** EXERCISE PROMPT **
Write out all the data again, exactly.

** INFORMATION SHOWN **
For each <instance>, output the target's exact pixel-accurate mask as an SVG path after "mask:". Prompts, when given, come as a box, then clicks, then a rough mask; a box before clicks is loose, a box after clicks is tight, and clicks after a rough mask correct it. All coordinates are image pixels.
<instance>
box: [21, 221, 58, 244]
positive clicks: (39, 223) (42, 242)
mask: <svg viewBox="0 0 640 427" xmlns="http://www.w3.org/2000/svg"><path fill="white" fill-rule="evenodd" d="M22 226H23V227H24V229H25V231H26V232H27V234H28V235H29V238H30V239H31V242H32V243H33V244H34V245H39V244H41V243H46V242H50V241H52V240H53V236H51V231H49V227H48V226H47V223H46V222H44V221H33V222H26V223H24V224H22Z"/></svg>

** EXERCISE RESPONSE **
For each <instance>, output the target's exact pixel-accurate mask as an SVG path after "mask:". Prompts, when given, come as a box, then clicks, then a rough mask; a box before clicks is loose, a box after clicks is tight, and clicks after a rough mask correct it. All coordinates are image pixels.
<instance>
box: [21, 221, 58, 244]
positive clicks: (39, 223) (42, 242)
mask: <svg viewBox="0 0 640 427" xmlns="http://www.w3.org/2000/svg"><path fill="white" fill-rule="evenodd" d="M22 226H23V227H24V229H25V231H26V232H27V234H28V235H29V238H30V239H31V242H32V243H33V244H34V245H39V244H41V243H46V242H50V241H52V240H53V236H51V231H49V227H48V226H47V223H46V222H44V221H33V222H26V223H24V224H22Z"/></svg>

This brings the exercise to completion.